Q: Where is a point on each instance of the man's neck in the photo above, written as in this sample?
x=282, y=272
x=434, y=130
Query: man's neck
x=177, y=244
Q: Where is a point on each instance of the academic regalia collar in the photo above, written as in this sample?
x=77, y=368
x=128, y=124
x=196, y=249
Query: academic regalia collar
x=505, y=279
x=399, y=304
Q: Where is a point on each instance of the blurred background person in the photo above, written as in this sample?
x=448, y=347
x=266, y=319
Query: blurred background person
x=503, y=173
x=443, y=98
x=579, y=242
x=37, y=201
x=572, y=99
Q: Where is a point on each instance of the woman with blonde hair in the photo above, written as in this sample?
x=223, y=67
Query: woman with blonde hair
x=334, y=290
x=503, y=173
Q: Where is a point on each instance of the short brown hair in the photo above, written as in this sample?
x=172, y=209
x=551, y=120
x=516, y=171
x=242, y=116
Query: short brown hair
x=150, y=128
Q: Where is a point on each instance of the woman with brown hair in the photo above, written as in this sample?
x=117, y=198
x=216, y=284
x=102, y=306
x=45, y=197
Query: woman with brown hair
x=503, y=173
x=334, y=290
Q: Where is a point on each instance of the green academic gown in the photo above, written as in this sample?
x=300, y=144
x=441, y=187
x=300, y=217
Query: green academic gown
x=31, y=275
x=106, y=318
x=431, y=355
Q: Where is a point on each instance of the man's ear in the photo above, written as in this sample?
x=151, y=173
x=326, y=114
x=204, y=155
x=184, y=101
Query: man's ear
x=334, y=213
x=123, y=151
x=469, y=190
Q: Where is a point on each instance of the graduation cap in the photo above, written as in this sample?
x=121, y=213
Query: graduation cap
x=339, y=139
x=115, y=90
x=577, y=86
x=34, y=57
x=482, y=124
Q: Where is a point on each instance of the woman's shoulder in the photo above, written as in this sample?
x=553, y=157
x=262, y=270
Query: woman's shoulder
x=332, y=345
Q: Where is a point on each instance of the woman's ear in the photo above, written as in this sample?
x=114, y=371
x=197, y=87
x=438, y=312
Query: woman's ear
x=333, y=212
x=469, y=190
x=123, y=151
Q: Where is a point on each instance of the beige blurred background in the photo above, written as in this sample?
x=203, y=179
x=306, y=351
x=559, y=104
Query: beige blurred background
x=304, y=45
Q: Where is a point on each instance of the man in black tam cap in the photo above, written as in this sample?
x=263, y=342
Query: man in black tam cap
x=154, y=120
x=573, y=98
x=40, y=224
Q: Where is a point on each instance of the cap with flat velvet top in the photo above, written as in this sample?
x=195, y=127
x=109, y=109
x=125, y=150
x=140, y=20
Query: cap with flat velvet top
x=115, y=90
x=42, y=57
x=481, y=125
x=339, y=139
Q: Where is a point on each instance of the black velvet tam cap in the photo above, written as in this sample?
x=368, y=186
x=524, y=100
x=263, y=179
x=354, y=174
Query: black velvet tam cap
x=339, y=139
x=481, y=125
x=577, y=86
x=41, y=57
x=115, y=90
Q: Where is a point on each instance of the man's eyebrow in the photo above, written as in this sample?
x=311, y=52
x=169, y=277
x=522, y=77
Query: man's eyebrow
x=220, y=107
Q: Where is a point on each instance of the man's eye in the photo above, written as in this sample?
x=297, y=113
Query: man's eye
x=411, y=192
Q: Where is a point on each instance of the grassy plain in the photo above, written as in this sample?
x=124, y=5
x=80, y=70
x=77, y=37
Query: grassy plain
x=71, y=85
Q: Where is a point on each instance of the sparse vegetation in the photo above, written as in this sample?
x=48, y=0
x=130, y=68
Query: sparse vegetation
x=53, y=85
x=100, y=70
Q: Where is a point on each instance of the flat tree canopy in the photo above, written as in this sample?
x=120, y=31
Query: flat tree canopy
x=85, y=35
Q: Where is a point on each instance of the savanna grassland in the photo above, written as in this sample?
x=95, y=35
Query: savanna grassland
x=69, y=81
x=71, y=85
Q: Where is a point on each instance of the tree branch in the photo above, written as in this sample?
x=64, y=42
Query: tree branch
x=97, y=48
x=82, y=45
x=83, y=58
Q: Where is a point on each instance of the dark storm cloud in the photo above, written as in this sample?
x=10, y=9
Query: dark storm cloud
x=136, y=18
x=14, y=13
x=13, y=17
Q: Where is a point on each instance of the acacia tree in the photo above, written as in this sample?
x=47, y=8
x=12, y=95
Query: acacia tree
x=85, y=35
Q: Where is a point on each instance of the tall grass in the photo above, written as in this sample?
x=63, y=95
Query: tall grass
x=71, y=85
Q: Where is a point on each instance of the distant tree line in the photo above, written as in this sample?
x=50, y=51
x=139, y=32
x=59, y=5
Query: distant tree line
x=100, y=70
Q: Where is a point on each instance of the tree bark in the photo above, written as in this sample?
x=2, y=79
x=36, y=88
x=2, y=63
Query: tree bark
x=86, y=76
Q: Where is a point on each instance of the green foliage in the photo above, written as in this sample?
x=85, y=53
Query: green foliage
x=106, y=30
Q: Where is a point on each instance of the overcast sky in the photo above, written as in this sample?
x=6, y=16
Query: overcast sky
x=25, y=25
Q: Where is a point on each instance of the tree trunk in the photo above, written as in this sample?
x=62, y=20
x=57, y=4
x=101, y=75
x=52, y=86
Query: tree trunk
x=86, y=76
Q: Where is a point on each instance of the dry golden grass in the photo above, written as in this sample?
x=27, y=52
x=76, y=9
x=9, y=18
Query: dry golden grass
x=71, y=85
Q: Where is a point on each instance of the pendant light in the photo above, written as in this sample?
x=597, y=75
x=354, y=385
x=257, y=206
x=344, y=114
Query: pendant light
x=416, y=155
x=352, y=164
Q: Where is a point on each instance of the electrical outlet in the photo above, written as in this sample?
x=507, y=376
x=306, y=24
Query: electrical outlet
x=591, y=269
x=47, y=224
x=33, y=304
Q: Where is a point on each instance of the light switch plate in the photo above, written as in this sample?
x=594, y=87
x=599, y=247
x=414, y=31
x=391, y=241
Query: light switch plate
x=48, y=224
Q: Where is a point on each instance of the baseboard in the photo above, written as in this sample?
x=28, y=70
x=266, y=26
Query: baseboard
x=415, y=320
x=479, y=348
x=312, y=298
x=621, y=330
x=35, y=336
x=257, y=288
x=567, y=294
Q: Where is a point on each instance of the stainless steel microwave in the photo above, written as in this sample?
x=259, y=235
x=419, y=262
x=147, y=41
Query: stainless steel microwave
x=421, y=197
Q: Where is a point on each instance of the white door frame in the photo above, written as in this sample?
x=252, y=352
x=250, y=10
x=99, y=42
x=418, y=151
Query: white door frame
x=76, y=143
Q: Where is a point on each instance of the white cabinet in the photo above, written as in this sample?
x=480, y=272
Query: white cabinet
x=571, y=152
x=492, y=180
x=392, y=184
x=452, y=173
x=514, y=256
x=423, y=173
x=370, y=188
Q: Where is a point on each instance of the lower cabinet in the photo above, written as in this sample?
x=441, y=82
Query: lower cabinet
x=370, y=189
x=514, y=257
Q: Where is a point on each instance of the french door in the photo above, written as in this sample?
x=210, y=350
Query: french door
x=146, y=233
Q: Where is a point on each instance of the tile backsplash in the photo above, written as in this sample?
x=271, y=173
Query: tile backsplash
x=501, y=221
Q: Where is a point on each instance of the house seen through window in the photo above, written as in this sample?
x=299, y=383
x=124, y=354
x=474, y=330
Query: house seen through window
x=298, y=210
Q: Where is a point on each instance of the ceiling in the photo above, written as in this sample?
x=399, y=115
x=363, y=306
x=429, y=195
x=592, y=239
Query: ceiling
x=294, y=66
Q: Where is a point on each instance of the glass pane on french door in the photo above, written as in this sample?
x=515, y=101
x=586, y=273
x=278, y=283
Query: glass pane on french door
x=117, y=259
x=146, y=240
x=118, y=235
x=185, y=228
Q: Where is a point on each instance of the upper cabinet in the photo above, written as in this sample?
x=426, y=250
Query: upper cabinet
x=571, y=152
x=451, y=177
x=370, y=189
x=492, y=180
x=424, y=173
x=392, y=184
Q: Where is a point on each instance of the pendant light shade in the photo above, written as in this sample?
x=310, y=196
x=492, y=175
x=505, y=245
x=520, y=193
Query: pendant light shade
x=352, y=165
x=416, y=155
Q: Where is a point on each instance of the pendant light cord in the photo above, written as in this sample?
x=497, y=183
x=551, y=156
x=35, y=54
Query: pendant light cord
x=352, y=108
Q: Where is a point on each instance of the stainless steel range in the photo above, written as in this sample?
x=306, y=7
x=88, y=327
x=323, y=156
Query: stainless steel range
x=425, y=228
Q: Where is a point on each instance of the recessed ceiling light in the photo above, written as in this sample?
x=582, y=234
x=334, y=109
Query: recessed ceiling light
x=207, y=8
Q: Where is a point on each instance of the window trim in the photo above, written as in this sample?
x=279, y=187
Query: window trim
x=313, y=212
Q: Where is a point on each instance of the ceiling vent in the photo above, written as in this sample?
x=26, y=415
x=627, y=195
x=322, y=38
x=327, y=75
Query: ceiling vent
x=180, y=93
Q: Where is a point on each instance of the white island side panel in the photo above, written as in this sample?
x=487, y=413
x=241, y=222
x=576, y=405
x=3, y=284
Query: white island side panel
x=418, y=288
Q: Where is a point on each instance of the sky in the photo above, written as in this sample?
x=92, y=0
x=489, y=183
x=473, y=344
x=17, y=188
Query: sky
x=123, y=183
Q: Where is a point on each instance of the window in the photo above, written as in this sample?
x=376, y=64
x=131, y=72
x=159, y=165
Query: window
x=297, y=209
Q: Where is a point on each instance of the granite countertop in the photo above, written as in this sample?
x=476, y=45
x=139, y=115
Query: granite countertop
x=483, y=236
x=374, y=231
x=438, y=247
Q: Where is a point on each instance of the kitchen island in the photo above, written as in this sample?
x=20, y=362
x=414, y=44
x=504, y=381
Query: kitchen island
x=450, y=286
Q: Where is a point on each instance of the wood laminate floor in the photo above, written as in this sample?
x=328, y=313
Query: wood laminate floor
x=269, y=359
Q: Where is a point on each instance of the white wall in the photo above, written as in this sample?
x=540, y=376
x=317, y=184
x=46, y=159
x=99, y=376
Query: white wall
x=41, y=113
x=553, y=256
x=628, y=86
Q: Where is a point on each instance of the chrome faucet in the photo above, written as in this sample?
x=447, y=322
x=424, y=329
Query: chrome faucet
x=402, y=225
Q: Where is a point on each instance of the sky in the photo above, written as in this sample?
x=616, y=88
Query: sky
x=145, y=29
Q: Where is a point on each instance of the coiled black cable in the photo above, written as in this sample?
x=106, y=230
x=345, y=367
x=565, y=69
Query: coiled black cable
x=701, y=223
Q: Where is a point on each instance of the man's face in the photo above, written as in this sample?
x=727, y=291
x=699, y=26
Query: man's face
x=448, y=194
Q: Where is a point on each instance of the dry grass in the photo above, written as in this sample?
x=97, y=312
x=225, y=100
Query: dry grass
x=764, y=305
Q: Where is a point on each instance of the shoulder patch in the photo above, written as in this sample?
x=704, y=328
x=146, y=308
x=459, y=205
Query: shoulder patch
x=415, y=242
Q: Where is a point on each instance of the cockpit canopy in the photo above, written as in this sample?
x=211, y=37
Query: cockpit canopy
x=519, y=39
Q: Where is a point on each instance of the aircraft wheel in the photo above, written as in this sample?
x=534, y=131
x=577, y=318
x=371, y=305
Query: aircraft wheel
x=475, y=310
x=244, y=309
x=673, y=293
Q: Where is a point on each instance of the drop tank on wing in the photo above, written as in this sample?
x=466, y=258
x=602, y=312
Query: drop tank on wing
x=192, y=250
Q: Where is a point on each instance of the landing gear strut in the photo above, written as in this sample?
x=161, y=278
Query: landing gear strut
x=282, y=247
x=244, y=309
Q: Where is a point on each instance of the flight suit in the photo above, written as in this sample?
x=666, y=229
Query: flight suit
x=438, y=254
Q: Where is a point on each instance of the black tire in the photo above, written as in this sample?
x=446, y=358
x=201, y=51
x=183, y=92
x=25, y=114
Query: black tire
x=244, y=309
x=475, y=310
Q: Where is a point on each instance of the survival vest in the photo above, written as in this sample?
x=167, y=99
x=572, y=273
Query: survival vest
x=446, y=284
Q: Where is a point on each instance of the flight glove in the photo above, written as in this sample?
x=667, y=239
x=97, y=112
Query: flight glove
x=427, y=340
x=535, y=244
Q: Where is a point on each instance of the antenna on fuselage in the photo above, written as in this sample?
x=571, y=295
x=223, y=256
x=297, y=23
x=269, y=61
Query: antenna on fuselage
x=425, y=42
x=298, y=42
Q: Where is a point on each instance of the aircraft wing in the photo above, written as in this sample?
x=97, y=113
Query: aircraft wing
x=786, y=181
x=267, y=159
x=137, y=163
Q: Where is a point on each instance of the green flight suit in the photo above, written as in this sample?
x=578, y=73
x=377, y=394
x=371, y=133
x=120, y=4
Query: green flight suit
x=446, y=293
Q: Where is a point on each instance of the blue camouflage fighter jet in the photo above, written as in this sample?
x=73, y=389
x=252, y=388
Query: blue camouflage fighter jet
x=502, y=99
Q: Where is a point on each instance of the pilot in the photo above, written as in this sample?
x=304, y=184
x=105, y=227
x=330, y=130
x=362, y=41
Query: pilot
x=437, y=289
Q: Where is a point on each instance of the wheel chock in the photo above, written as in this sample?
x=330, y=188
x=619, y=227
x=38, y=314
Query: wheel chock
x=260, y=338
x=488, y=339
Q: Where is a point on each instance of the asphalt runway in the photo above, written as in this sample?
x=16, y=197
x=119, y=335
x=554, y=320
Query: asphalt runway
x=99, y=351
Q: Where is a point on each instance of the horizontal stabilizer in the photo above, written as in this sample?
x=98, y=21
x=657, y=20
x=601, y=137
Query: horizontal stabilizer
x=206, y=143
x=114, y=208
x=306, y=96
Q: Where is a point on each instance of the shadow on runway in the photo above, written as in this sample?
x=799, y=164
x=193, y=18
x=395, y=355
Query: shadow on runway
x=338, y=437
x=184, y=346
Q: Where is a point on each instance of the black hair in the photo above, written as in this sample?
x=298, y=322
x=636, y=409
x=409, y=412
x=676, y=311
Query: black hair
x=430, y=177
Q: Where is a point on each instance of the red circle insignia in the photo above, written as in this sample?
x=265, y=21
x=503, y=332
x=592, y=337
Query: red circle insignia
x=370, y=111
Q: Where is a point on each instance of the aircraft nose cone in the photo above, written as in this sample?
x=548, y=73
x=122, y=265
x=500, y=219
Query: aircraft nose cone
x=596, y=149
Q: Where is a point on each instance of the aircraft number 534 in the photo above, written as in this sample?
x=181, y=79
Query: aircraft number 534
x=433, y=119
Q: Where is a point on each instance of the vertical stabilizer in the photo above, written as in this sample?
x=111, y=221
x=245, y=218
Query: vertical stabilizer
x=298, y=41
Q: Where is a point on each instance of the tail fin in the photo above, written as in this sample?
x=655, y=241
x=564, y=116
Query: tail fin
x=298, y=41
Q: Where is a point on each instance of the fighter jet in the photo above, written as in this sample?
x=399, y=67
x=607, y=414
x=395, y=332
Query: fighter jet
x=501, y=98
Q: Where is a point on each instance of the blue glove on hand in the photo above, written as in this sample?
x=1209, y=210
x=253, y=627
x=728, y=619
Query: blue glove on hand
++++++++++++++++++++
Swap "stainless steel range" for "black gas stove" in the records, starting with the line that contains "steel range in" and going on through the line that contains "x=425, y=228", and write out only those lines with nothing else changed.

» Result below
Q: Where is a point on each instance of the black gas stove in the photo above, written as in this sample?
x=306, y=7
x=88, y=327
x=323, y=156
Query: black gas stove
x=425, y=228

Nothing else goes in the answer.